### REQUIREMENT:
Reproduce exactly the lines beginning with the line that contains "Task: point to each instance of the white shorts" and ending at the final line of the material below.

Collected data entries
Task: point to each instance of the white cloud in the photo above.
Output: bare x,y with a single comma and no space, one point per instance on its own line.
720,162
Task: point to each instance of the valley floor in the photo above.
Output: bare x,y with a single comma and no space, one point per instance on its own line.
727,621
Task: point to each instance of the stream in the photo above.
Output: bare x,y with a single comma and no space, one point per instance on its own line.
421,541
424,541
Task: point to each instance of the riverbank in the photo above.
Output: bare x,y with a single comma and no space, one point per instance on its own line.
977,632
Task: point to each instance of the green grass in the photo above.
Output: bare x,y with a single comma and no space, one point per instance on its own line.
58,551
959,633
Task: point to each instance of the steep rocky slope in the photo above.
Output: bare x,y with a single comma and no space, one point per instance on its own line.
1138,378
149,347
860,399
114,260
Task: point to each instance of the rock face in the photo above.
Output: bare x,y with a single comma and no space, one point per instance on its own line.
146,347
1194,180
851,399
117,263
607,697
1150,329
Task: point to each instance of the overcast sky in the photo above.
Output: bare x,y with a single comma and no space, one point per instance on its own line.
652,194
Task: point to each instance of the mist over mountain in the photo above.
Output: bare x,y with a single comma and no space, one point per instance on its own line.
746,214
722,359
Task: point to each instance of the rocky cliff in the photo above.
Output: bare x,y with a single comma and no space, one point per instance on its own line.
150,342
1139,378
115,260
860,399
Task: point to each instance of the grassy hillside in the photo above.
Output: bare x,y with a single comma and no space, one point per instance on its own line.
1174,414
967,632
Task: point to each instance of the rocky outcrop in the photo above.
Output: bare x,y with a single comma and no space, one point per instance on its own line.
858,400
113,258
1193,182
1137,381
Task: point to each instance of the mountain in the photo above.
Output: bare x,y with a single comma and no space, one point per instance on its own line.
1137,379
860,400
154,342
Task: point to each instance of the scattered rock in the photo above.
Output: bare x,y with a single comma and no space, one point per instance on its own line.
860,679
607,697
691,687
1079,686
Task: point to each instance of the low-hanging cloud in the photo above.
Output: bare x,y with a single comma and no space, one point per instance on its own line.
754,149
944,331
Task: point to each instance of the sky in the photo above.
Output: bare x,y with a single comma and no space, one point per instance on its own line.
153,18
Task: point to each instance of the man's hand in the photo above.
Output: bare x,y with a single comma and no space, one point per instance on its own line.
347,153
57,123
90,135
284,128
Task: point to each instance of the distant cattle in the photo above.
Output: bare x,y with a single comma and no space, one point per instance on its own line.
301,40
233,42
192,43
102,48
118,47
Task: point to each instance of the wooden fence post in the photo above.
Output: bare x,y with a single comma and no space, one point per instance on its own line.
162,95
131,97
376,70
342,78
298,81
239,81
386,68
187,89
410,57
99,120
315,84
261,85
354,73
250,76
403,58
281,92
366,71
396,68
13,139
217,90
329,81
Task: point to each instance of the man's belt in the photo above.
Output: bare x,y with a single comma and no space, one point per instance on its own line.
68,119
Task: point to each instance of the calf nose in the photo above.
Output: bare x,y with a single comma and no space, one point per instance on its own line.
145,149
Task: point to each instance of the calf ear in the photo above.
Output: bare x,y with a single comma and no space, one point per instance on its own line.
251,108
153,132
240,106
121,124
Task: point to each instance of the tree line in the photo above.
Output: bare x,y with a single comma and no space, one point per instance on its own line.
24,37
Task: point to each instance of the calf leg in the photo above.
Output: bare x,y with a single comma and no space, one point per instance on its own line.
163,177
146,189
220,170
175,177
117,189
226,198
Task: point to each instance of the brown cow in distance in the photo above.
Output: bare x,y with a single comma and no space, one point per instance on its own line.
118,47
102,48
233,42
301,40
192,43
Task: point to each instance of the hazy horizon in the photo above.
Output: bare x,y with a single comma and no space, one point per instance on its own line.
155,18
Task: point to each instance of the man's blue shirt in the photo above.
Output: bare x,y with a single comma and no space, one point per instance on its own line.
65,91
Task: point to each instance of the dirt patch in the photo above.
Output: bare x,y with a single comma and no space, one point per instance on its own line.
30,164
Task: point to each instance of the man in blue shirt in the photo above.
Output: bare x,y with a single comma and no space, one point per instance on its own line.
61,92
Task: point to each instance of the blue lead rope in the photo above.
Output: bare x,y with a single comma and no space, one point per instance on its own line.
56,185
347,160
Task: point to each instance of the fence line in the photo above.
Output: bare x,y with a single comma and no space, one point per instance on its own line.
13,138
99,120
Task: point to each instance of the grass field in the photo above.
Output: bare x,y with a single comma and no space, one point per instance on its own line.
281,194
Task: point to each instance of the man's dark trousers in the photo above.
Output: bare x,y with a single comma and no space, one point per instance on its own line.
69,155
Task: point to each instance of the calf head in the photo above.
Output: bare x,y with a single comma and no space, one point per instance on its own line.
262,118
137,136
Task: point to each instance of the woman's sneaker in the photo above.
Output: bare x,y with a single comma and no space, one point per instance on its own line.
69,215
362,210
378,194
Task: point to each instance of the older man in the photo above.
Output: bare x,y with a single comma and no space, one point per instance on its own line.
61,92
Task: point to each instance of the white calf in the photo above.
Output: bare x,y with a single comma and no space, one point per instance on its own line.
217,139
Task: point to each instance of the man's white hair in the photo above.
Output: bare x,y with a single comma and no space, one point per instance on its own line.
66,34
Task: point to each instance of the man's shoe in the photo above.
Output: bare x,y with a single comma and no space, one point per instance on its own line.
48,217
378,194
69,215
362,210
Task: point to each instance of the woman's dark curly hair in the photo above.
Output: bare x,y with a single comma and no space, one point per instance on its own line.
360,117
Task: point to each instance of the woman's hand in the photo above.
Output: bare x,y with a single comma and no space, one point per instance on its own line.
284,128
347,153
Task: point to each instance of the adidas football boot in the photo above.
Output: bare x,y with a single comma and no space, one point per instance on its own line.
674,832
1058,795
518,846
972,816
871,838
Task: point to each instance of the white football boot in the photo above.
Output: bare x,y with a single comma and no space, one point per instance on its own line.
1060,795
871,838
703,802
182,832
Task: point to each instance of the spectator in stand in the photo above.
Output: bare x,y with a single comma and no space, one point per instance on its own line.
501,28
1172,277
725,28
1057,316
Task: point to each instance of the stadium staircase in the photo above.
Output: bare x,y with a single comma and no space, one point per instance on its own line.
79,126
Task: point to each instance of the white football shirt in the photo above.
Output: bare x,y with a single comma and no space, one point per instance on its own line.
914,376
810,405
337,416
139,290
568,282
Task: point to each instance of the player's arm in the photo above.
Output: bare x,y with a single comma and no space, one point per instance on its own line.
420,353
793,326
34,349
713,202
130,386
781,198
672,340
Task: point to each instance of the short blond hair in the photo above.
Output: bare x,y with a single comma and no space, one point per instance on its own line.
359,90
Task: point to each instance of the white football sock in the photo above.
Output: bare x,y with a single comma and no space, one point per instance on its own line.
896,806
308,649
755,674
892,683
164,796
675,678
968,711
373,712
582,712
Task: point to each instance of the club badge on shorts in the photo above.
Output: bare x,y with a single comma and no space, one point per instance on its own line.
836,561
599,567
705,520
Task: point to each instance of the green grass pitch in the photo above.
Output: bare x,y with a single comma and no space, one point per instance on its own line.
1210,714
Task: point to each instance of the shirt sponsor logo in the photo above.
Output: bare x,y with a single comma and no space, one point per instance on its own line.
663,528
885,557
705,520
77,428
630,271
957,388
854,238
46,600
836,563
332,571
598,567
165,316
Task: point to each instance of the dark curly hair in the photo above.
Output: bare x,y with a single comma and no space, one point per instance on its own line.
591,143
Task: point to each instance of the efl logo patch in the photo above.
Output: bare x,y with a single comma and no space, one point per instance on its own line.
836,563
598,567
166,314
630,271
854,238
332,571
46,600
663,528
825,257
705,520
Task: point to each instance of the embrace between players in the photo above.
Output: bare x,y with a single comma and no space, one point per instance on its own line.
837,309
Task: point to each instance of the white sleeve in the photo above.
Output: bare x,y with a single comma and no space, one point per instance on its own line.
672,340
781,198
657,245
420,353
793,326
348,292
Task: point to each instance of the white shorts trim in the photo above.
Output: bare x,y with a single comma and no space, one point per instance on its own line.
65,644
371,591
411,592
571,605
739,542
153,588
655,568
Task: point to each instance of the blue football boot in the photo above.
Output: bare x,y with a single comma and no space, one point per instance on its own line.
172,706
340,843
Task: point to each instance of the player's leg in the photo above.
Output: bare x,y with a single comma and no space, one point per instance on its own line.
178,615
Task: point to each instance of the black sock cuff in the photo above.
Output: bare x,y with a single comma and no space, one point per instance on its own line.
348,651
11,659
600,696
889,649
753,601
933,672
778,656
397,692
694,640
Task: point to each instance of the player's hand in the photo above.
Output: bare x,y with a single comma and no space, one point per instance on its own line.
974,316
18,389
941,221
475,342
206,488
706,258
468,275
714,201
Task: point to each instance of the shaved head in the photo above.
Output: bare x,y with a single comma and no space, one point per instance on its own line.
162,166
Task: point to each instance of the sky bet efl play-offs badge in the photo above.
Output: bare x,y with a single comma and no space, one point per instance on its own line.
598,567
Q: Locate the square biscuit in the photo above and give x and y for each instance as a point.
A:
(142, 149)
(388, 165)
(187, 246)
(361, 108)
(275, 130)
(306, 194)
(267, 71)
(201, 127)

### TASK ANSWER:
Task: point to each instance of the white shorts trim in the photo above.
Output: bare x,y with a single comma and no space, one point per instance on its own line.
65,644
371,591
411,592
571,605
739,542
153,588
655,568
Task: point to each instance of the blue football boot in the photo above.
Output: bare x,y with a single comma and no space, one point per instance on its own line.
172,706
340,843
Task: point to each instance of the player's leg in the photo above.
Output: bare x,y with a single comma and no space, one point per instance on its own line.
178,615
Task: point to each instance of the black sock cuff in the photo above.
Output: bare x,y with a single comma and no space, one point per instance on its own line.
348,651
11,659
600,696
889,649
753,601
933,672
778,656
397,692
694,640
Task: point to each instance of the player's hand in the photo above.
Output: bare x,y with a single comma and no space, one point per instance on its own line.
974,316
18,389
941,221
475,342
206,488
706,258
468,275
714,201
Task: point to each instance of the shaved head in the photo above.
Output: bare x,y with a single comma and no space, one point per instance on its own line.
162,166
Task: point to each instance of the sky bet efl play-offs badge in the photo above.
Output: bare x,y with a single comma and no space, one point per instance on its own line.
598,567
Q: Locate the square biscuit in the photo above and give x and y for each instance as a point.
A:
(142, 149)
(388, 165)
(187, 246)
(361, 108)
(275, 130)
(306, 194)
(267, 71)
(201, 127)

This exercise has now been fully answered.